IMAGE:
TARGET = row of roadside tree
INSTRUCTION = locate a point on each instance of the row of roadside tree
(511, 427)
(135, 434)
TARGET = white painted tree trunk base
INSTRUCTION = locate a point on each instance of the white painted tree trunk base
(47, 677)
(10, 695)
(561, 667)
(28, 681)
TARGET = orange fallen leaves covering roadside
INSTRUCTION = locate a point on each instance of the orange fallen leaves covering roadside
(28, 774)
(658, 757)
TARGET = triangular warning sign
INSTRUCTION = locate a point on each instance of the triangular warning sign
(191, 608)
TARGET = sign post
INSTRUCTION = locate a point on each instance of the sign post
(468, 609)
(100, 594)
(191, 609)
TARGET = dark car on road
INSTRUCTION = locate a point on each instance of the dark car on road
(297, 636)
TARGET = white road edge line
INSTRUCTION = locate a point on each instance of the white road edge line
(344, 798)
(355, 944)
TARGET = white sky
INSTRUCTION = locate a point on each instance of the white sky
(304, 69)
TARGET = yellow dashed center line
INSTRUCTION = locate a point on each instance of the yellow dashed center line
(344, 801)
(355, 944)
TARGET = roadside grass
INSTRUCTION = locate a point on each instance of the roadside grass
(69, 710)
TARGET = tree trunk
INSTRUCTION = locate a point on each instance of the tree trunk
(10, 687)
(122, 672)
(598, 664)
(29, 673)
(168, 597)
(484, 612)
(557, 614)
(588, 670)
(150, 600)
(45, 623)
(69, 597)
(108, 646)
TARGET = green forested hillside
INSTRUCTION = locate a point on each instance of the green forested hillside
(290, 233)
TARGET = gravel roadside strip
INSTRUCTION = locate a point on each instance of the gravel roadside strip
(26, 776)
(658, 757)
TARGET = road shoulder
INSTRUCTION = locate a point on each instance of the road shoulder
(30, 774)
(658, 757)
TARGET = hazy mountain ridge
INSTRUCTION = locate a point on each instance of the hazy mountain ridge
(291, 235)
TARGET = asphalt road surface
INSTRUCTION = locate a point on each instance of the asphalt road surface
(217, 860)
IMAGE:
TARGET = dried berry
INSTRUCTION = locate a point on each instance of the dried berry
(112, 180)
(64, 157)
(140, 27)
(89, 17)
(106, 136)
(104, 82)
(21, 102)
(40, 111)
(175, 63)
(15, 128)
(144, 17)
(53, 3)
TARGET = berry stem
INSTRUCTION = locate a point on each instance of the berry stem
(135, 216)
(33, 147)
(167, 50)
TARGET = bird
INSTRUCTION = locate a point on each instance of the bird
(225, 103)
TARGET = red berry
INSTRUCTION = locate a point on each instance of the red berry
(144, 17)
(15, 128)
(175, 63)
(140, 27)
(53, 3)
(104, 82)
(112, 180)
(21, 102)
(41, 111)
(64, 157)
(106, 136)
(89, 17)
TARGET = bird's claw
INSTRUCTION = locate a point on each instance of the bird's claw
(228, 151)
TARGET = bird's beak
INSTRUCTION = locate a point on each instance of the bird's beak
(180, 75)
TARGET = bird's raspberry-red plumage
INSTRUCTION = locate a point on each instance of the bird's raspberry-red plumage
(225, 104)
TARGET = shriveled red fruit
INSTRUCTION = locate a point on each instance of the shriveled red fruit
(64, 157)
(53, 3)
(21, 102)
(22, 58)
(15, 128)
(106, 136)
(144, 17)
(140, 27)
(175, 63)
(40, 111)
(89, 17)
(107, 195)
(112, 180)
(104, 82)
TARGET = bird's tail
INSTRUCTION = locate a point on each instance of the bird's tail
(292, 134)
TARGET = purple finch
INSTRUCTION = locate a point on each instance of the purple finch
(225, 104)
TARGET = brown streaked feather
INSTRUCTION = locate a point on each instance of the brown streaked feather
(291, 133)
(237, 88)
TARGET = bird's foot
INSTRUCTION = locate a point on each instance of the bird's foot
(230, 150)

# # # # #

Activity:
Print only what lies in the material above starting at the line with "the bird's claw" and ending at the line with "TARGET = bird's raspberry-red plumage", every line exactly as given.

Answer for the task:
INSTRUCTION = locate a point on each instance of the bird's claw
(228, 151)
TARGET = bird's beak
INSTRUCTION = locate a point on each instance of the bird's beak
(180, 75)
TARGET = bird's raspberry-red plumage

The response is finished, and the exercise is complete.